======== PROVIDED RECORDS ========
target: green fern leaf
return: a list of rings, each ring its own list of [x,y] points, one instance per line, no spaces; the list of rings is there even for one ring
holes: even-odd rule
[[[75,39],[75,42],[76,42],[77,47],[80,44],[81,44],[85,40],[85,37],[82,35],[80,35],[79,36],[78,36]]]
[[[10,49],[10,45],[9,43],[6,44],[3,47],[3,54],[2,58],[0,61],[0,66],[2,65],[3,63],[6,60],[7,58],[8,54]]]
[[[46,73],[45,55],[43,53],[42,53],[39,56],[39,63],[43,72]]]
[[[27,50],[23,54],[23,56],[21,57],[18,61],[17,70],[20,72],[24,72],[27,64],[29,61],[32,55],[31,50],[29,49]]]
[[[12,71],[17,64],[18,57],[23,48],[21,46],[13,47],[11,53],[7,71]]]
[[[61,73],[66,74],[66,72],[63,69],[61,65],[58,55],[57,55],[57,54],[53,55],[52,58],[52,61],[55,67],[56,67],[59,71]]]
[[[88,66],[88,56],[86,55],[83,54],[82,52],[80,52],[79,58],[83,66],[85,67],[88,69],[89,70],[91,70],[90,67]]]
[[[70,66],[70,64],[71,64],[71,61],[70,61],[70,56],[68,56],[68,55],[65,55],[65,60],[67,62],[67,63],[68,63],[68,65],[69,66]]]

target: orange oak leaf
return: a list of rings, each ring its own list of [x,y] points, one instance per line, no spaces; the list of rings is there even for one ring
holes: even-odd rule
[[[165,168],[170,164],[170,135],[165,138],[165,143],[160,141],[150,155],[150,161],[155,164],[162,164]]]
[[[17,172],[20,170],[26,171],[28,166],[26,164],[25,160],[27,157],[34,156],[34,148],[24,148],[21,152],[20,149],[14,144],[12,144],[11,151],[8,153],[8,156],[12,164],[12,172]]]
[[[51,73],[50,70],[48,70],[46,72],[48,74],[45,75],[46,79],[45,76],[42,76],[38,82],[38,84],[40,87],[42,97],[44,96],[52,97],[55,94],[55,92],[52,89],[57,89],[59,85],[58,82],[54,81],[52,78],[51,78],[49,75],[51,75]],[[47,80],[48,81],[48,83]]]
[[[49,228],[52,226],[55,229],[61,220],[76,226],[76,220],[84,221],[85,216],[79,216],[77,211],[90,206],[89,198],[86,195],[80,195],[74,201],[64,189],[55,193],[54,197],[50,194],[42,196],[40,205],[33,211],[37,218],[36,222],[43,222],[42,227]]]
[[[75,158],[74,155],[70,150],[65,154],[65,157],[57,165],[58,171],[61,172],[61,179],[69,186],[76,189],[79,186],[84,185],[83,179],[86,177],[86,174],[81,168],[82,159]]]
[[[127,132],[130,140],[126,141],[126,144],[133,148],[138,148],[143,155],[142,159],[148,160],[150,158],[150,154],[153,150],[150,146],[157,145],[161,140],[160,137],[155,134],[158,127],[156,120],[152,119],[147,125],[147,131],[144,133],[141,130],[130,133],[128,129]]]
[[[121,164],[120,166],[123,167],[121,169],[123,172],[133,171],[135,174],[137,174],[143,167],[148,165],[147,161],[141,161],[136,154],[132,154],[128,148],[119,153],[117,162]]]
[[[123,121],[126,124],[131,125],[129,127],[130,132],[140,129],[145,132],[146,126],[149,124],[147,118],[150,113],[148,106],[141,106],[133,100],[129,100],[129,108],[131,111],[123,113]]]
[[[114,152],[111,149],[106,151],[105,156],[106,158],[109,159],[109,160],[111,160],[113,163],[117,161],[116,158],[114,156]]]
========
◆ **WHAT YOU HAVE TO DO**: Please swap every "even-odd rule" in the records above for "nonzero winding rule", and give all the lines again with nothing else changed.

◆ **OUTPUT FOR THIS TASK**:
target: green fern leaf
return: a list of rings, each ring its own list of [x,y] points, one instance per line, no spaces; the list of rings is there even for one ring
holes: nonzero winding rule
[[[75,39],[75,42],[76,42],[77,47],[80,44],[81,44],[85,40],[85,37],[82,35],[80,35],[79,36],[78,36]]]
[[[10,49],[10,45],[9,43],[6,44],[3,47],[3,54],[2,58],[0,61],[0,66],[2,65],[3,63],[6,60],[7,58],[8,54]]]
[[[46,73],[45,55],[43,53],[42,53],[39,56],[39,63],[43,72]]]
[[[27,50],[23,54],[23,56],[21,57],[18,61],[17,70],[20,72],[24,72],[27,64],[29,61],[32,55],[31,50],[29,49]]]
[[[12,71],[17,64],[18,57],[23,48],[21,46],[13,47],[11,53],[7,71]]]
[[[61,73],[66,74],[66,72],[63,69],[61,65],[58,55],[57,55],[57,54],[53,55],[52,58],[52,61],[55,67],[56,67],[59,71]]]
[[[88,66],[88,56],[86,55],[83,54],[82,52],[80,52],[79,58],[83,66],[85,67],[88,69],[89,70],[91,70],[90,67]]]
[[[70,66],[70,64],[71,64],[71,61],[70,61],[70,56],[68,56],[68,55],[65,55],[65,60],[67,62],[67,63],[68,63],[68,65],[69,66]]]

target: orange oak leaf
return: a list of rings, each ring its own list of [x,y] points, one instance per line, no spaces; the list of rings is there even for one ring
holes: nonzero winding rule
[[[165,168],[170,164],[170,135],[165,138],[165,143],[160,141],[150,155],[150,161],[155,164],[162,164]]]
[[[17,172],[20,170],[26,171],[28,166],[26,164],[25,160],[27,157],[34,156],[34,148],[24,148],[21,152],[20,149],[14,144],[12,144],[11,151],[8,153],[8,156],[12,164],[12,172]]]
[[[51,73],[50,70],[48,70],[46,72],[48,74],[45,75],[46,79],[45,76],[42,76],[38,82],[38,84],[40,87],[42,97],[44,96],[52,97],[55,94],[55,92],[52,89],[57,89],[59,85],[58,82],[54,81],[52,78],[51,78],[49,75],[51,75]],[[47,80],[48,81],[48,83]]]
[[[49,228],[52,226],[55,229],[61,220],[76,226],[76,220],[84,221],[85,216],[79,216],[77,211],[90,206],[89,198],[86,195],[80,195],[74,201],[64,189],[55,193],[54,197],[50,194],[42,196],[40,205],[33,211],[37,218],[36,222],[43,222],[42,227]]]
[[[75,158],[74,155],[70,150],[65,154],[65,157],[57,165],[58,171],[61,172],[61,179],[69,186],[76,189],[79,186],[84,185],[83,179],[86,177],[86,174],[81,168],[82,159]]]
[[[127,132],[130,140],[126,141],[126,144],[133,148],[138,148],[143,155],[142,159],[148,160],[150,158],[150,154],[153,150],[150,146],[157,145],[161,140],[160,137],[155,134],[158,127],[156,120],[152,119],[147,125],[147,131],[144,133],[141,130],[130,133],[128,129]]]
[[[121,164],[120,166],[123,167],[121,169],[123,172],[133,171],[135,174],[137,174],[143,167],[148,165],[147,161],[141,161],[136,154],[132,154],[128,148],[119,153],[117,162]]]
[[[123,121],[126,124],[131,125],[129,127],[130,132],[140,129],[145,132],[146,126],[149,124],[147,118],[150,113],[148,106],[141,106],[133,100],[129,100],[129,108],[131,111],[123,113]]]
[[[114,152],[111,149],[106,151],[105,156],[106,158],[109,159],[109,160],[111,160],[113,163],[117,161],[116,158],[114,156]]]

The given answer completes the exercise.